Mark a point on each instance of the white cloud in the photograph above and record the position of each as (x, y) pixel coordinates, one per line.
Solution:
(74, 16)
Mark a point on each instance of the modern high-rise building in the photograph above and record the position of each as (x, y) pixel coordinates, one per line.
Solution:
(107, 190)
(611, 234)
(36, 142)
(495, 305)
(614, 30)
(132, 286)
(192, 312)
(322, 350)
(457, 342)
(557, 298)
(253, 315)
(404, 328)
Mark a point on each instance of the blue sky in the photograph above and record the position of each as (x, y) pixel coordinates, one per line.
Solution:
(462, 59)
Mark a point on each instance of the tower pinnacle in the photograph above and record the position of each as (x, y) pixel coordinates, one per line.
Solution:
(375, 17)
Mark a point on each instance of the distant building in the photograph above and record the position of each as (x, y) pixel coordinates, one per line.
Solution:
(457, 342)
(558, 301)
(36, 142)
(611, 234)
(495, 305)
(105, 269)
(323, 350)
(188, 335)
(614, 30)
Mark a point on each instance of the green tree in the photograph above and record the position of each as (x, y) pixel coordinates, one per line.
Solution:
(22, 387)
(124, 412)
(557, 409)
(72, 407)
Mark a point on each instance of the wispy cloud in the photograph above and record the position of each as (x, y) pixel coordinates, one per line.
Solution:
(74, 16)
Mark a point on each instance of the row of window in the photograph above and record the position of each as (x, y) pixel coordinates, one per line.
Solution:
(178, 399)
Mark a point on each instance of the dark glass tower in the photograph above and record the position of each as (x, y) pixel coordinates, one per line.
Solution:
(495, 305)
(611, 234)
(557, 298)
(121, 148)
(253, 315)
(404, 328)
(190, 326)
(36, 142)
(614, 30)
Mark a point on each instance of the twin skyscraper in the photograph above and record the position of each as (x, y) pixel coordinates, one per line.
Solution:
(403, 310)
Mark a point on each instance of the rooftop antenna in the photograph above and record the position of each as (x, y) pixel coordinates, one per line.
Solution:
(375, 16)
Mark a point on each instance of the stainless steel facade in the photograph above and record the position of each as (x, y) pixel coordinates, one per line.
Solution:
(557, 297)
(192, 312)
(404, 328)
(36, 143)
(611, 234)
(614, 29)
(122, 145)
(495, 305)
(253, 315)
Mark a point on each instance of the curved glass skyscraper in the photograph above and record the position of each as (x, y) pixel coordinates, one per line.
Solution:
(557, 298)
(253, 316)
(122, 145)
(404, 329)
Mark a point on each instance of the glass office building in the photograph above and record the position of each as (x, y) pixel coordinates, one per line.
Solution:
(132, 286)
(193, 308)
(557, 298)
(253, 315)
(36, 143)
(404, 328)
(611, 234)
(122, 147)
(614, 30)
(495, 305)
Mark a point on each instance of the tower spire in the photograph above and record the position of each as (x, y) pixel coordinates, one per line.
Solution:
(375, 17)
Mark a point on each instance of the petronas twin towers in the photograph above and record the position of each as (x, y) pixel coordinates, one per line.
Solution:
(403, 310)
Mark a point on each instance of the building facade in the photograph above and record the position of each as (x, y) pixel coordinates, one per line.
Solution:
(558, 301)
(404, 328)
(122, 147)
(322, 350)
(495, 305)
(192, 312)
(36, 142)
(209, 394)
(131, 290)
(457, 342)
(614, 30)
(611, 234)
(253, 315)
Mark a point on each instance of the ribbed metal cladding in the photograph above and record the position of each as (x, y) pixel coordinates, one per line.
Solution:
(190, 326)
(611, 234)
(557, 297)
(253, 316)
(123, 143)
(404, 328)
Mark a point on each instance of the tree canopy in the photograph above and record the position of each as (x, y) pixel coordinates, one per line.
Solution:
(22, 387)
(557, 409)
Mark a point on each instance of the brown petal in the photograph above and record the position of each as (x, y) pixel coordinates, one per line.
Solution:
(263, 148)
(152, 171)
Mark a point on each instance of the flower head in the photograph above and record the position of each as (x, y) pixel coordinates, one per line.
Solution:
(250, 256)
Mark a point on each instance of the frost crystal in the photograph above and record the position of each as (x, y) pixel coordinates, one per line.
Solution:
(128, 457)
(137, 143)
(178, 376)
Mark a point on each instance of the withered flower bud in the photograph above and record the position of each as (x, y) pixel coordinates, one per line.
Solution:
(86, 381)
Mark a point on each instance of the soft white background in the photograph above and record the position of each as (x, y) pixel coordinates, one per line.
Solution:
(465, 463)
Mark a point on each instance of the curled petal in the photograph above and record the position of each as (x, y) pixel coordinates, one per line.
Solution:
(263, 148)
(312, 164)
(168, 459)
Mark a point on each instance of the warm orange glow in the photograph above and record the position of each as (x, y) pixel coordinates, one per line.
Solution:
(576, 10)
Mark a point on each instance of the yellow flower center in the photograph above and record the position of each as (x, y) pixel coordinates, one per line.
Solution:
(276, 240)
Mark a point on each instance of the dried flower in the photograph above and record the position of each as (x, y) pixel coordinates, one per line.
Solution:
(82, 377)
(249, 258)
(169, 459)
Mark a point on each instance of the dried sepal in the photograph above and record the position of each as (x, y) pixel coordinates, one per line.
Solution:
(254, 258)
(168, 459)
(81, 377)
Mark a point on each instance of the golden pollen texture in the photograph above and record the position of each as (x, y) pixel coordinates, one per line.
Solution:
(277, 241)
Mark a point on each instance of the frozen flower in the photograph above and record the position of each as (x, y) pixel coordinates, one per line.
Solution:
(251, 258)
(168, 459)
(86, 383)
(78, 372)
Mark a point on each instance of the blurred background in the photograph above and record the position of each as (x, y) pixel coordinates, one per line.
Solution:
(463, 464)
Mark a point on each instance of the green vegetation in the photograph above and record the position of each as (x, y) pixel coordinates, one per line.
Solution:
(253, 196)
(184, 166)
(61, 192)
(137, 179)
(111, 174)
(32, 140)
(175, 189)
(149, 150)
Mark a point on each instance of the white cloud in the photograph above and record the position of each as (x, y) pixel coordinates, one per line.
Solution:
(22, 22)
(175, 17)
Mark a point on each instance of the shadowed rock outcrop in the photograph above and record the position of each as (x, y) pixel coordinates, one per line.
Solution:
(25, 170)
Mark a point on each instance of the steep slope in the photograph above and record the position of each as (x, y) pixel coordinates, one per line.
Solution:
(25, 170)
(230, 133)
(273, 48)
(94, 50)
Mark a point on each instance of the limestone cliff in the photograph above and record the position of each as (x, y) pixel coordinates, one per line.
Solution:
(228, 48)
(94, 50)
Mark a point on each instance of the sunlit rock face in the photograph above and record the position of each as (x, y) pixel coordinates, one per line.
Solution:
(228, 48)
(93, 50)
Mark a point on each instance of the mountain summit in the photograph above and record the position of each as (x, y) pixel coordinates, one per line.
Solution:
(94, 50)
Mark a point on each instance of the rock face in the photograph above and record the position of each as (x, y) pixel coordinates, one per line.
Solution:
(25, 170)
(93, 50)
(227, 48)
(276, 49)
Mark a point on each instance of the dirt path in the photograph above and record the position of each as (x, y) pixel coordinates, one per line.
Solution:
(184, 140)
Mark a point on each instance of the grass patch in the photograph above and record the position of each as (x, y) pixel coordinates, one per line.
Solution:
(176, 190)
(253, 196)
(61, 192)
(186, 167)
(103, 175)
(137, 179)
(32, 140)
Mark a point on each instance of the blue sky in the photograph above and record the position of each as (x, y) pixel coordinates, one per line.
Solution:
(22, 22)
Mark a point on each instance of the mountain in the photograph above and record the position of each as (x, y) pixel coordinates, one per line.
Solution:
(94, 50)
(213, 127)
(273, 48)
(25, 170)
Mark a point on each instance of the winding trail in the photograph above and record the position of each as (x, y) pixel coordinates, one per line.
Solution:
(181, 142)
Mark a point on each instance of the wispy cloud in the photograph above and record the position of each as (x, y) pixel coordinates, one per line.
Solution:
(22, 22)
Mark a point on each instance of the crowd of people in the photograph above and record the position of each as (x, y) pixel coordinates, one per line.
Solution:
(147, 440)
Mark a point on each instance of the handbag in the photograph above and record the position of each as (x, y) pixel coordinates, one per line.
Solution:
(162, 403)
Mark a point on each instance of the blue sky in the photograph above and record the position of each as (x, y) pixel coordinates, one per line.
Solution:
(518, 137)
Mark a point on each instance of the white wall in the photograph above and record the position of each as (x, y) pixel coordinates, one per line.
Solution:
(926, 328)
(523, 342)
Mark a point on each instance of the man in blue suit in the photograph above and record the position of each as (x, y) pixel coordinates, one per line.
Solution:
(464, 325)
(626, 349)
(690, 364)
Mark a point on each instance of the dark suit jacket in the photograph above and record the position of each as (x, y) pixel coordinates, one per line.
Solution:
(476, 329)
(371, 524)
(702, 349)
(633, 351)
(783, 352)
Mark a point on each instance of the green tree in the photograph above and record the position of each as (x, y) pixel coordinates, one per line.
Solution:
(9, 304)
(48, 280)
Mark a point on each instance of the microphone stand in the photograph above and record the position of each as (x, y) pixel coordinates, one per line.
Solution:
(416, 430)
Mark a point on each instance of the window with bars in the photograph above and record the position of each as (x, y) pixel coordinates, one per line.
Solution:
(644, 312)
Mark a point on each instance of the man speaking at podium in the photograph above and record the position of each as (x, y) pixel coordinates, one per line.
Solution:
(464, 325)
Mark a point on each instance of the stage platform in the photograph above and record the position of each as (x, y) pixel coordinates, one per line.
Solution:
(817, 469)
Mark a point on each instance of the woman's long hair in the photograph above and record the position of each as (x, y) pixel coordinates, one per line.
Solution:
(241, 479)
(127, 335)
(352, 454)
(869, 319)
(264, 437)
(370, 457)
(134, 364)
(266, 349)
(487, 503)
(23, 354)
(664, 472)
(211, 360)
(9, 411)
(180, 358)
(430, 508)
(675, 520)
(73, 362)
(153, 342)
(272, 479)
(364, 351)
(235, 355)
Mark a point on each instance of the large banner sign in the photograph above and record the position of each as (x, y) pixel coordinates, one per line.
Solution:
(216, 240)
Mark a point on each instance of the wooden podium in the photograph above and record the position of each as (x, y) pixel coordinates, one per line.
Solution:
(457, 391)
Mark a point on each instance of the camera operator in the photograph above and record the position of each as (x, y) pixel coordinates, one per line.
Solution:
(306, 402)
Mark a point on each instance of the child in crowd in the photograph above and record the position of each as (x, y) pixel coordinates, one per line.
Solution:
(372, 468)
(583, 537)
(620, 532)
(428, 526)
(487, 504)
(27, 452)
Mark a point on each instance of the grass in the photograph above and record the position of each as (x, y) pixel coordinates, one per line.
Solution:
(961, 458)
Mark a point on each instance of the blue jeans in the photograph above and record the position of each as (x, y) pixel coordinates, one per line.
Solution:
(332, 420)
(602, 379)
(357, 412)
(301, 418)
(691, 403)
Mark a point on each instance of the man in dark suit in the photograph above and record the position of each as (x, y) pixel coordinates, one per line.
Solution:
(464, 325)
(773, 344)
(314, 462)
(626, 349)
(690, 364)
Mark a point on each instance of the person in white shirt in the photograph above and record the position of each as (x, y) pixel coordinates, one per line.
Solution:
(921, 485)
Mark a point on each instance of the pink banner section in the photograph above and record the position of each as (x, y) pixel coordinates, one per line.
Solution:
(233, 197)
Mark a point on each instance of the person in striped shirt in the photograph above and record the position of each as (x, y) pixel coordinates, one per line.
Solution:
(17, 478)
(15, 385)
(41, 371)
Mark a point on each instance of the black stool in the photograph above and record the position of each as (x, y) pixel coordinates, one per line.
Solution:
--------------------------------------------------
■ **Problem to solve**: Quote, word for word, every line starting at the one that contains "Mark a point on each instance of the man in dark" and ending with the final line of the entries.

■ **Answer to this task**:
Mark a point on each instance of the man in dark suit in the photograph above and record the position of each as (x, y) pixel coordinates, one per line.
Solution:
(464, 325)
(773, 344)
(314, 462)
(626, 349)
(690, 364)
Mark a point on each instance of the person in white shirt in the photograph above and record the position of each as (x, y) pixel coordinates, one per line.
Solution:
(921, 485)
Mark a point on each instance of the pink banner section in the photograph above and record the position of each as (x, y) pixel coordinates, one per line.
Solution:
(233, 197)
Mark a point on each instance of the person in striped shirt in the photograph above and record the position of each as (x, y) pixel coordinates, one per line.
Solution:
(17, 478)
(15, 385)
(41, 371)
Mark a point on each instance of the black stool in the photograph above and record the position of each as (x, y) pixel coordinates, one per line.
Solution:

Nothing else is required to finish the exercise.